== CONSIGNE ==
Pouvez-vous reprendre l'extrait consacré aux conclusions de la société CGM-Sud devant la cour et le poursuivre après sa dernière phrase ?

== EXTRAIT ==
Par conclusions signifiées le 23 octobre 1997, la société CGM-Sud expose que l'objet prépondérant du contrat complexe conclu entre elle et l'expéditeur, la société Primistères REYNOIRD, était le transport maritime de la marchandise et non la location d'un conteneur ou son positionnement, de sorte que ce contrat doit être intégralement soumis au régime du contrat de transport maritime. Subsidiairement, sur le terrain du louage de chose, elle estime être exonérée de son obligation de garantie en raison de la force majeure. Elle demande à la cour de :

- allouer à la concluante l'entier bénéfice de ses précédentes écritures,

- infirmer le jugement déféré en toutes ses dispositions,

- dire et juger que la responsabilité de CGM SUD doit être appréciée par référence aux dispositions de la loi n°66-420 du 18.06.1966, en conformité avec le principe posé par le dernier alinéa de l'article 32 de ladite loi ;

- dire et juger que la CGM SUD n'est pas responsable des dommages allégués,

- rejeter les intimées en toutes leurs fins, demandes et conclusions, - les condamner au paiement d'une somme de 50.000 F au titre de l'article 700 du N.C.P.C. ainsi qu'aux entiers dépens de première instance et d'appel dont distraction au profit de la SCP GAS, avoués, dans les conditions de l'article 699 du N.C.P.C.

Identification de lieux
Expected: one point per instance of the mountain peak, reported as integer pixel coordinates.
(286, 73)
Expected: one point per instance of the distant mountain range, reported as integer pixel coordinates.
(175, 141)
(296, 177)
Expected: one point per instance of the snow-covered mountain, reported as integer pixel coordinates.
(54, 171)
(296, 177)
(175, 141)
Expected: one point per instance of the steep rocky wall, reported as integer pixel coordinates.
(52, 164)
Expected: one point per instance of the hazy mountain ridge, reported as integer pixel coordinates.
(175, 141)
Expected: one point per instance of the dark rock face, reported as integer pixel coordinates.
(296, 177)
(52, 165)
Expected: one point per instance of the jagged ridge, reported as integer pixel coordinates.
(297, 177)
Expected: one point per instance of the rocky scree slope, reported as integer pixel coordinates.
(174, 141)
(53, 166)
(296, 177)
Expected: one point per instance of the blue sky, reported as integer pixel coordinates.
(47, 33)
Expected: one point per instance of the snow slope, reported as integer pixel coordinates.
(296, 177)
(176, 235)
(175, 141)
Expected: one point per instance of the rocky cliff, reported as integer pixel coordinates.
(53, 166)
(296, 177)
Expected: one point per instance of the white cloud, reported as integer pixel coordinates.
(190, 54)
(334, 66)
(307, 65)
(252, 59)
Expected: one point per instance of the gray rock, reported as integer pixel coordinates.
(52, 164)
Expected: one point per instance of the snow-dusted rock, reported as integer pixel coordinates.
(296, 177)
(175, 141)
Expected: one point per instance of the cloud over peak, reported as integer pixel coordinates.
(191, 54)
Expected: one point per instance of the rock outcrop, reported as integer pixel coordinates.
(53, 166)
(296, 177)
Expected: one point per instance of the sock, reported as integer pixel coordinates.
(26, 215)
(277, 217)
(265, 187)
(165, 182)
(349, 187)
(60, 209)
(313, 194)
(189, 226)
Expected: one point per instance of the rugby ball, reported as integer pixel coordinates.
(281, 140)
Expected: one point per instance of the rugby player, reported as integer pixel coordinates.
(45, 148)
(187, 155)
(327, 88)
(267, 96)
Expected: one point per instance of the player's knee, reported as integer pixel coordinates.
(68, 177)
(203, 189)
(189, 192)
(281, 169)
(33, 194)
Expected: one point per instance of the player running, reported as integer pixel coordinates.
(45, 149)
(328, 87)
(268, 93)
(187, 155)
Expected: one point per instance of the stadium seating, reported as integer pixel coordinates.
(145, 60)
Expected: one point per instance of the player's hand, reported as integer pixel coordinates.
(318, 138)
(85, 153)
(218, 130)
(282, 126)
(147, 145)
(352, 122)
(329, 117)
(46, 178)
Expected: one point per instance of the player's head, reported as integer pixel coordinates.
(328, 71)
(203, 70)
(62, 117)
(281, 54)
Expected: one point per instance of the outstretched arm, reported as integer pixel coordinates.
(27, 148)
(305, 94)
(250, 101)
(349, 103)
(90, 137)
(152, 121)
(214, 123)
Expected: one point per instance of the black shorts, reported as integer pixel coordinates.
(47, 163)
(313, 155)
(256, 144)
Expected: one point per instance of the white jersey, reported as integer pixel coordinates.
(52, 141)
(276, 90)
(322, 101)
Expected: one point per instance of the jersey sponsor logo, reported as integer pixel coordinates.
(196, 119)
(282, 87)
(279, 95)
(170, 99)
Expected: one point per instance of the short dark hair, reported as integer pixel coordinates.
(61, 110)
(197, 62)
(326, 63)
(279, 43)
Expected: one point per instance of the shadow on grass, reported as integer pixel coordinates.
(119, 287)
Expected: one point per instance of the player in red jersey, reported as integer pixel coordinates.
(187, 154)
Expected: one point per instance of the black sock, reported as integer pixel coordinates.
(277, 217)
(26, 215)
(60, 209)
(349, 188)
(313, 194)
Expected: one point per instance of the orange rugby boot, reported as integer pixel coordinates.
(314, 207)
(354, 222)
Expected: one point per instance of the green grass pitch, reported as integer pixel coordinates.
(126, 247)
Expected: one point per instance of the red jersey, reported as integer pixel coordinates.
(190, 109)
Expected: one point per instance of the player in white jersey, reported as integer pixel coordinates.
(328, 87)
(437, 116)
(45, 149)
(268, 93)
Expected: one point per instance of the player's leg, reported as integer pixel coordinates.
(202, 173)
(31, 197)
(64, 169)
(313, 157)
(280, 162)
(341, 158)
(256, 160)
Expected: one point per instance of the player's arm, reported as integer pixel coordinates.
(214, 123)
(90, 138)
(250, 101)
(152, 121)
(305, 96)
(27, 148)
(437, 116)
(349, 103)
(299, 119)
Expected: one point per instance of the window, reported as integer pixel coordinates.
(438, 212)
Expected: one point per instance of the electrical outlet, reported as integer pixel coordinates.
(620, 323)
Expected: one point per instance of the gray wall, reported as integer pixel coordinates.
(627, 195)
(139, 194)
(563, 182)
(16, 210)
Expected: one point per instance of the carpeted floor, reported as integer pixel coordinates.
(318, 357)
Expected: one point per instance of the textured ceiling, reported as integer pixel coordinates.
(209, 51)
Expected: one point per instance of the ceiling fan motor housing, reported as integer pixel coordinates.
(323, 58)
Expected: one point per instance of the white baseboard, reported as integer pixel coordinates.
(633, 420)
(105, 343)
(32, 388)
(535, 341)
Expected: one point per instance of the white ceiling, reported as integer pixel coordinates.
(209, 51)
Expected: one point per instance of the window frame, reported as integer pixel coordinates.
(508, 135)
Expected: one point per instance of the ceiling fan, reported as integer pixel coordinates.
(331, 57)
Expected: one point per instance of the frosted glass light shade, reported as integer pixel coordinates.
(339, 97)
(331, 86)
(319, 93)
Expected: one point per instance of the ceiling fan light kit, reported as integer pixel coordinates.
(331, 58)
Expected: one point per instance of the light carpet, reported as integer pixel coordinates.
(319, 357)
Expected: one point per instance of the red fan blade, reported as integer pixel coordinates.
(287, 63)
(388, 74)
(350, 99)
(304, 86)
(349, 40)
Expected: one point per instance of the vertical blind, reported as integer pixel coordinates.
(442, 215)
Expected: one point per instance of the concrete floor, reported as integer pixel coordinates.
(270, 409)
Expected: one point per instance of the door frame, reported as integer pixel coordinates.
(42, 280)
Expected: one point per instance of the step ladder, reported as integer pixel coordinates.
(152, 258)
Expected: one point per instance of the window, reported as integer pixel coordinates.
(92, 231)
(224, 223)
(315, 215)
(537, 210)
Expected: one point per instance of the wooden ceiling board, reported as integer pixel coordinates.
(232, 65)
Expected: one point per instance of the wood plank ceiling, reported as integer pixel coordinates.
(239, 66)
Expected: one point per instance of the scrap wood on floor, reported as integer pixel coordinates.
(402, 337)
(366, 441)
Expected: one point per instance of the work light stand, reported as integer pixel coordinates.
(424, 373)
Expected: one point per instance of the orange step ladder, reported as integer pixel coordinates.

== RÉPONSE PRODUITE ==
Par conclusions signifiées le 3 juin 1998, les compagnies LE CONTINENT, ASSURANCES GENERALES DE FRANCE, ALLIANZ FRANCE, BRITISH AND FOREIGN, PRESERVATRICE FONCIERE, GAN INCENDIE-ACCIDENT, UNION

PHENIX ESPAGNOL, UNI EUROPE, COMMERCIAL UNION et ZURICH INTERNATIONAL réfutent l'analyse de la société CGM-Sud et affirment que chaque opération doit être considérée isolément, précisant qu'il s'agit d'un groupe de contrats dont chacun reste soumis aux régles juridiques qui lui sont propres. Elles ajoutent que les éléments de la force majeure ne sont pas réunis, de sorte que la société CGM-Sud doit garantir le locataire des dommages causés par tout vice ou défaut de la chose louée. Subsidiairement, elles font valoir que la responsabilité de la CGM-Sud en tant que transporteur se trouve engagée, les avaries ne provenant pas d'un vice caché du navire ni d'un événement imprévisible et irrésistible.

La procédure a été clôturée par une ordonnance du conseiller de la mise en état en date du 6 octobre 1998, et l'affaire a été évoquée à l'audience du 25 novembre 1998.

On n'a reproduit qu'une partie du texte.